Monday, February 6, 2017

Accepting the Color of Innards Inside the Slaughterhouse Bucket

by Bacopa Literary Review Editor in Chief Mary Bast

I'd like to introduce Shahé Mankerian's poem, "Fesenjān Fever," by giving readers insight into our editorial decision process. Here at Bacopa I trust the genre editors' experience and eye for good work and want them to have the last word about publication. If there's disagreement we have a discussion and try for consensus. We've also agreed that we don't want to risk losing good work to another journal by waiting until all submissions are in. So as the submission period goes on I keep an ongoing estimate of pages used by accepted pieces and pages still available. "Fesenjān Fever" was submitted a little more than six weeks before the submission period ended, and it took 2016 Poetry Editor Kaye Linden nine days to convince me we should accept it without waiting.

"Wow, this is pretty amazing," Kaye wrote on the day Mankerian's poem was submitted. "Repetition, visual imagery, concrete detail, concise and to the point, nice word choices, most lines ending on effective words. YES!"

On first reading I hesitated. "What happened to your distaste for 'you' and 'your,' Kaye? Yes it's concrete. Grotesquely so. I looked up Fesenjān -- it's a rich, tangy Iranian chicken stew flavored with pomegranate syrup. In Iran there are efforts to eliminate parasitic infection by 'condemning' animals and sending them to the slaughterhouse. I suspect the slaughterhouse in this poem is also a metaphor for Iranian slaughter. I need time to think about this one."

Kaye: "It's absolutely gross. That's the point. The second person point of view in this one does not bother me because it has attitude and it's a universal term, referring to the general culture. I love its raw edginess, the young voice, the imagery that disturbs. It's a courageous piece. People will hate it and love it." And she did accept Mankerian's poem, and I do love it:
                               Fesenjān Fever
When you're sick, mama's pomegranate syrup takes
the color of innards inside the slaughterhouse bucket.

**Stored data**
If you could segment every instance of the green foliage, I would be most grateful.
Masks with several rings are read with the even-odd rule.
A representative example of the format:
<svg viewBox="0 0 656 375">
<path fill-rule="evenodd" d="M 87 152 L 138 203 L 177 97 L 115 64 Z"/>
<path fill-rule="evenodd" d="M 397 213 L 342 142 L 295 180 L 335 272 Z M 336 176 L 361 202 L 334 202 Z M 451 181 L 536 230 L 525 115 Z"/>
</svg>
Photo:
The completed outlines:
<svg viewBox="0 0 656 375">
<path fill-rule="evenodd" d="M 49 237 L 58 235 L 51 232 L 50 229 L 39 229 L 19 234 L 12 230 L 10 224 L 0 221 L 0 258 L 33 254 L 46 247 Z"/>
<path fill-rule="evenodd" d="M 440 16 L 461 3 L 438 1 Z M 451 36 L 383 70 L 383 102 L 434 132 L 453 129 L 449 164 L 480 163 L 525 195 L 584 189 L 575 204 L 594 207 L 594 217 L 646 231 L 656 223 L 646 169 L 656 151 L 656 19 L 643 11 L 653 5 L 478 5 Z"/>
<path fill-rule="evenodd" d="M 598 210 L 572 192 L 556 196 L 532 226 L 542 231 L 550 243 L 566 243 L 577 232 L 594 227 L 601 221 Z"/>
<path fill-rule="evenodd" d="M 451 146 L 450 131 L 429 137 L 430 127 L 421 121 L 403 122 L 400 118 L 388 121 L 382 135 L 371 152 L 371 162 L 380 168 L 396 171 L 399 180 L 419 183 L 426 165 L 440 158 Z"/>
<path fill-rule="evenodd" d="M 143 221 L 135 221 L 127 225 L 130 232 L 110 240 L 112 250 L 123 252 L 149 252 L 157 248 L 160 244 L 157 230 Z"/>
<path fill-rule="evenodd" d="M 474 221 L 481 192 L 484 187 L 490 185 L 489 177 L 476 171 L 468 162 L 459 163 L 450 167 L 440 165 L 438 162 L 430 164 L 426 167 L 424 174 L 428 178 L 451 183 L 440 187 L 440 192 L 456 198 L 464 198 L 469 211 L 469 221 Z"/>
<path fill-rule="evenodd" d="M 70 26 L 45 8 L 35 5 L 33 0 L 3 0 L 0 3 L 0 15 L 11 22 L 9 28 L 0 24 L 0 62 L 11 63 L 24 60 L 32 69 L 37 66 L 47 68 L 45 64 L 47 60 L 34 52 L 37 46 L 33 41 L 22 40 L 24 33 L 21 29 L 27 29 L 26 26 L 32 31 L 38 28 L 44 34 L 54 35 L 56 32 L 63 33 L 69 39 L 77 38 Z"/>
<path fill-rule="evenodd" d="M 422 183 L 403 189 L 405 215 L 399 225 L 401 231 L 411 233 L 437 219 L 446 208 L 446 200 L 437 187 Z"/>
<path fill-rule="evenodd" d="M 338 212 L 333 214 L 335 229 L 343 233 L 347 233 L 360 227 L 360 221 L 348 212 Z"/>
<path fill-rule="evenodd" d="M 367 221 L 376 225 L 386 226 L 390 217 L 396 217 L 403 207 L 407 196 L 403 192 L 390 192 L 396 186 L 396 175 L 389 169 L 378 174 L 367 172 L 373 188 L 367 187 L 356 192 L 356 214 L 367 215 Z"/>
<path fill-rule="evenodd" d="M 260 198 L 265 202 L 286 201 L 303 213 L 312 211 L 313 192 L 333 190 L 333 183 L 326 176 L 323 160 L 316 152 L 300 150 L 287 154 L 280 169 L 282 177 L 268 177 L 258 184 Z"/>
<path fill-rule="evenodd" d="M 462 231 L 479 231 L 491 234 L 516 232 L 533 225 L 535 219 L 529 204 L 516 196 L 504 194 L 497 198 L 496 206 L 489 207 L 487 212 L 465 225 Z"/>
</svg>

**Set of tasks**
A: In the Bacopa post, list the qualities Kaye named in the message she wrote on the day the poem was submitted.
B: Condense the paragraph of the Bacopa post beginning "I'd like to introduce Shahé Mankerian's poem" into a short bulleted list that keeps its main facts.
C: Carry on the Bacopa post from its last line, extending the poem "Fesenjān Fever."
Nothing here depends on the rows.

**List of answers**
A:
- Repetition
- Visual imagery
- Concrete detail
- Concise and to the point
- Nice word choices
- Most lines ending on effective words

B:
- Mary Bast introduces Shahé Mankerian's poem "Fesenjān Fever" by explaining how Bacopa makes editorial decisions.
- The genre editors have the last word on publication. When they disagree, the editors discuss it and try for consensus.
- To avoid losing good work to another journal, Bacopa accepts pieces during the submission period. Bast keeps a running estimate of pages used and pages still available.
- The poem was submitted a little more than six weeks before the submission period ended.
- It took 2016 Poetry Editor Kaye Linden nine days to convince Bast to accept it without waiting.

C:
The crushed walnuts snuggle between your teeth
and rub against the cavities. See the sautéed duck mimic

disfigured cardboards, replacements for window panes.
The caramelized onions float in the stew, then earthworms,

then onions, then earthworms. Mama drizzles pepper
like black rain. Nothing conceals the grotesque

when you're coughing bloody phlegm, not even
a teaspoon of sugar, not even a teaspoon of cinnamon.

The saffron threads dissolve like cigarette ash.
When you're sick, mama's pomegranate syrup takes

the color of innards inside the slaughterhouse bucket.

Shahé Mankerian's manuscript, History of Forgetfulness, has been a finalist at the 2013 Crab Orchard Series in Poetry Open Competition, the Patricia Bibby First Book Competition, the Quercus Review Press (Fall Poetry Book Award), and the 2014 White Pines Press Poetry Prize.


His collection "Children of Honey" is available here, and recent publications include "Reading the Residue" (Claudius Speaks), "Table Poems" (Proximity), "Mother Gives Dementia a New Name" (Armenian Poetry Project), four poems in Forage Poetry Journal ("50th," "Will," "Turkification in Istanbul," "Moses"), "Far From the Beanstalk: (Syntax), "Dear Mr. President" (Wordpeace), "Brioches in Beirut" (These Fragile Lilacs Poetry Journal), and many others. Mankerian is co-director of the Los Angeles Writing Project and an award-winning educator (Hovsepian School, Pasadena, California).